# TASK INSTRUCTIONS:
Output exactly the span of lines beginning with the one that holds "Note: for this drill we locate the goal post upright" and ending with the last line of the data below.

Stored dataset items
========================

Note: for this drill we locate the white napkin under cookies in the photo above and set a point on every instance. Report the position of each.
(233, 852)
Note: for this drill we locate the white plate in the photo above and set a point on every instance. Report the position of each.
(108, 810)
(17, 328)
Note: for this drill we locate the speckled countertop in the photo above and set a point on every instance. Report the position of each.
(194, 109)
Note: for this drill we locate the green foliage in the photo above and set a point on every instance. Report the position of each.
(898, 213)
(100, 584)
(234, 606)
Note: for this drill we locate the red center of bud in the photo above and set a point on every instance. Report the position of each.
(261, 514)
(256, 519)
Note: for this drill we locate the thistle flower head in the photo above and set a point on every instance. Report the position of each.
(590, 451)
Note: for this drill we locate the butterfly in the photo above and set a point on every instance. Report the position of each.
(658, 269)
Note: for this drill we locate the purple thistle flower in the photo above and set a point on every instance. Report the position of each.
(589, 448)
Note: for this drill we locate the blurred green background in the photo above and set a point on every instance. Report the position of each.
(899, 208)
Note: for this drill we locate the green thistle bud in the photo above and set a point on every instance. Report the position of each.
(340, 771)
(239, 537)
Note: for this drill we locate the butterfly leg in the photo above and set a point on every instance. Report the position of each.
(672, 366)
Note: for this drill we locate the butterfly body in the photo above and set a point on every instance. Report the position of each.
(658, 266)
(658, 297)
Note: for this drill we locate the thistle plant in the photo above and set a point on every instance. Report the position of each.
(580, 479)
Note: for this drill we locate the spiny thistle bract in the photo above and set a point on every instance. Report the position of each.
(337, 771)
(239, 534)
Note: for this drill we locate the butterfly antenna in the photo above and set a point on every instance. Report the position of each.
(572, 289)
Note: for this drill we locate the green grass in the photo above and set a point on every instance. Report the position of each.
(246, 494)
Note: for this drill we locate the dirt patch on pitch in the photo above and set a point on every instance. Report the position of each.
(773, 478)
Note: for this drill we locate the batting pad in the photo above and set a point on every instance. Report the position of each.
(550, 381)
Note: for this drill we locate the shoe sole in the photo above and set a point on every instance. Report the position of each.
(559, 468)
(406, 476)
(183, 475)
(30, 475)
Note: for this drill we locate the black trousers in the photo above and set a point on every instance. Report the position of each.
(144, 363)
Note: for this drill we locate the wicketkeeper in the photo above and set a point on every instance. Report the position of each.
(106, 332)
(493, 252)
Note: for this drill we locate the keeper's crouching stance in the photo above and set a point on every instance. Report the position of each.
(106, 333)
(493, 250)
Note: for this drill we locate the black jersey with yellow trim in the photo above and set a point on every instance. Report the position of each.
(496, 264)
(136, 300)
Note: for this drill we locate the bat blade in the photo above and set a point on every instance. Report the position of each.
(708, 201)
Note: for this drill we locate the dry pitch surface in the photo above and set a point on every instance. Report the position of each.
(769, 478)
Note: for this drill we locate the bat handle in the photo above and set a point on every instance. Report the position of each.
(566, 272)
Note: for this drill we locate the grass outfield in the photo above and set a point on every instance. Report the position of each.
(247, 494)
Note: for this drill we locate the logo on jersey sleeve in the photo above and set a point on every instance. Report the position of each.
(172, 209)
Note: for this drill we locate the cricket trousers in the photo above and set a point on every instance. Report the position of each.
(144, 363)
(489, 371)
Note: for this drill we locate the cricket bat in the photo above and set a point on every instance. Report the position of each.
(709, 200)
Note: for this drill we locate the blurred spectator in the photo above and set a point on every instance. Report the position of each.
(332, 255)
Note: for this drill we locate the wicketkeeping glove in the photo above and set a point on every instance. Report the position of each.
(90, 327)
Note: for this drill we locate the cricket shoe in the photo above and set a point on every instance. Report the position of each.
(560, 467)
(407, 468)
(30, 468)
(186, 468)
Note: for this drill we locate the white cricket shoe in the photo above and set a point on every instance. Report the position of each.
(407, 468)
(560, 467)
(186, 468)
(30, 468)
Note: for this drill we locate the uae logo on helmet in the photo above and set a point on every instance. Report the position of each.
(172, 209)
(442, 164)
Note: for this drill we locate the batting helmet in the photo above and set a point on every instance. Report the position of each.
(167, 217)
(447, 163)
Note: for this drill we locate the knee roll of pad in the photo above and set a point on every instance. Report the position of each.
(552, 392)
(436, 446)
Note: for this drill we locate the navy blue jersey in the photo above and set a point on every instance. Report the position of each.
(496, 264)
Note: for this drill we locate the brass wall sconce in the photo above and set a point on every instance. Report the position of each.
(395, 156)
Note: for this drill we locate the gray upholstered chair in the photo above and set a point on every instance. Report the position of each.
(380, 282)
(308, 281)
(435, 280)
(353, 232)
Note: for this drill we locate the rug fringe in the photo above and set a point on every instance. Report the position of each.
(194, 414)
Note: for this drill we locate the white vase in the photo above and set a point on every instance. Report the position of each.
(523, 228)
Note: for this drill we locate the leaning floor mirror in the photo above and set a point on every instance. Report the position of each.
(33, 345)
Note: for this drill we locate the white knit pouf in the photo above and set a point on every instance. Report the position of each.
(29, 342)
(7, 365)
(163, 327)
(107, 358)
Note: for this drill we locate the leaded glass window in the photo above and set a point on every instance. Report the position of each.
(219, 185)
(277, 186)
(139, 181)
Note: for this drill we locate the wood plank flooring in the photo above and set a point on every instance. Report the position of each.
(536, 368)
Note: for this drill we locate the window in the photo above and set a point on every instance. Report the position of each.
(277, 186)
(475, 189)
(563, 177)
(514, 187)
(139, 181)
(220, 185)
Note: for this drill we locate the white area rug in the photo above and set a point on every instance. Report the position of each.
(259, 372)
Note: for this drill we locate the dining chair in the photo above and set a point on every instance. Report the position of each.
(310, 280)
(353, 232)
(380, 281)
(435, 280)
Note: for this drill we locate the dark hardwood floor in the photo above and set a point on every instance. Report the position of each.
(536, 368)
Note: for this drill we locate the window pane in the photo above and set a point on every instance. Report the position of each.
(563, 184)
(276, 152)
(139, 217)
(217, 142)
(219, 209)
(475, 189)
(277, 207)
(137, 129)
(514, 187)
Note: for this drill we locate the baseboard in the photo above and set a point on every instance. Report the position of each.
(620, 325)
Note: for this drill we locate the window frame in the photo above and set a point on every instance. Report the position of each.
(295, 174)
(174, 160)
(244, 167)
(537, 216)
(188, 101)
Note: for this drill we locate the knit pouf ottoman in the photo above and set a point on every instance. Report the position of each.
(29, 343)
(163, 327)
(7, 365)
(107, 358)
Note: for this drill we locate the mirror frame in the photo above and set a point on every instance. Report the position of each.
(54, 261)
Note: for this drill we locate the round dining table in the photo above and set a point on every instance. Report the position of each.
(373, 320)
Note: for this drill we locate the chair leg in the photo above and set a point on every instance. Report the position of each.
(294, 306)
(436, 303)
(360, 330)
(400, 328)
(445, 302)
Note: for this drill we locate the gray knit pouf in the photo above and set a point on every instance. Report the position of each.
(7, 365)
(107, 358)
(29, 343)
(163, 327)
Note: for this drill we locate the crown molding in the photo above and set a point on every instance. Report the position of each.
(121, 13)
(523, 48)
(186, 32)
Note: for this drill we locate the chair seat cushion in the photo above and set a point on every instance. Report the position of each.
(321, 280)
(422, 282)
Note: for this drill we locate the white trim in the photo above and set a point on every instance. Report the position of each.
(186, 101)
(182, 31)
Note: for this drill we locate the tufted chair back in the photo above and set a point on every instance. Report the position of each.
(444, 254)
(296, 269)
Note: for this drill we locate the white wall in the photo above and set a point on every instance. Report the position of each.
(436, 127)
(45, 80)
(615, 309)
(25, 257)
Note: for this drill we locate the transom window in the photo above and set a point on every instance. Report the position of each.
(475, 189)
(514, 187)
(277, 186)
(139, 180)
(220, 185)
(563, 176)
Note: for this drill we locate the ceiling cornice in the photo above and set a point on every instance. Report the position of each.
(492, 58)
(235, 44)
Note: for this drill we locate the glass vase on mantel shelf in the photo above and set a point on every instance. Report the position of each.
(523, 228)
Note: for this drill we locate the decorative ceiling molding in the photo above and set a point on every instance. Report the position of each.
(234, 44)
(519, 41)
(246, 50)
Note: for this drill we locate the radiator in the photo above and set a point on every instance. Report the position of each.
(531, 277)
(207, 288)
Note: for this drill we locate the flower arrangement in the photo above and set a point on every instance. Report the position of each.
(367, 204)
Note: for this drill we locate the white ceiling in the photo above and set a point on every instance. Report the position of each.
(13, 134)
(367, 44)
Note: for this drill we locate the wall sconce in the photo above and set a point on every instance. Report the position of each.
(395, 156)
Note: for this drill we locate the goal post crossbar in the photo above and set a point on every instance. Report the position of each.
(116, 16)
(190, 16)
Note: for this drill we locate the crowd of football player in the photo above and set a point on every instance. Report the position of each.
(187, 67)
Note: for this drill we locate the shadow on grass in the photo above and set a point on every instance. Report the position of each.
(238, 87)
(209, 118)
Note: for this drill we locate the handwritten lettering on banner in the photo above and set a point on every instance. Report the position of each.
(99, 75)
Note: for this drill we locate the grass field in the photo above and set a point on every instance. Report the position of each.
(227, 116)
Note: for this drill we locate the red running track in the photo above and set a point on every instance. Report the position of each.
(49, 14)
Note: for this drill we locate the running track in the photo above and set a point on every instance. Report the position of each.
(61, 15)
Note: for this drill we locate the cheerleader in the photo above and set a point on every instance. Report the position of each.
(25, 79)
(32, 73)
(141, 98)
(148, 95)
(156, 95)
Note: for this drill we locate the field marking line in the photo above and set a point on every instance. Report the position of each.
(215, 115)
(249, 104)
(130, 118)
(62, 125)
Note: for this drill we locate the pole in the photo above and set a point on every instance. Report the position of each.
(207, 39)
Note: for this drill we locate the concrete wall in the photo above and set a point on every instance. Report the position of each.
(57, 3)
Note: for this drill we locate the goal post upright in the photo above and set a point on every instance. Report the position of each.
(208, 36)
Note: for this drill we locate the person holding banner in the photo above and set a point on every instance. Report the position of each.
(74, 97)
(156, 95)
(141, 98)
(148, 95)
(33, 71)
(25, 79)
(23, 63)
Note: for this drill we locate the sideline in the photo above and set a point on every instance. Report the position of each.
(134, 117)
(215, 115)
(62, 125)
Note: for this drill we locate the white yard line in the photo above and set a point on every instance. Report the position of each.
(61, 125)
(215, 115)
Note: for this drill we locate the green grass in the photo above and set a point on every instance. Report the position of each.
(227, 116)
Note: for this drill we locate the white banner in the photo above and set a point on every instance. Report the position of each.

========================

# SOLUTION TO THE PROBLEM:
Note: for this drill we locate the goal post upright in the photo above and set a point on every instance. Report the position of each.
(208, 36)
Note: for this drill we locate the person holding banner in the photo above and set a point on every instance. Report the position of each.
(74, 97)
(156, 95)
(141, 98)
(148, 95)
(33, 71)
(25, 79)
(23, 63)
Note: for this drill we locate the sideline in the photo above and set a point on every instance. Report the position of each.
(134, 117)
(215, 115)
(62, 125)
Note: for this drill we locate the white yard line in the photo above and set a point on every instance. Report the position of each.
(61, 125)
(215, 115)
Note: for this drill we locate the green grass in the photo above and set a point on every instance. Report the position of each.
(227, 116)
Note: for this drill we locate the white banner in the photo above and set a point on every instance. Report the position of each.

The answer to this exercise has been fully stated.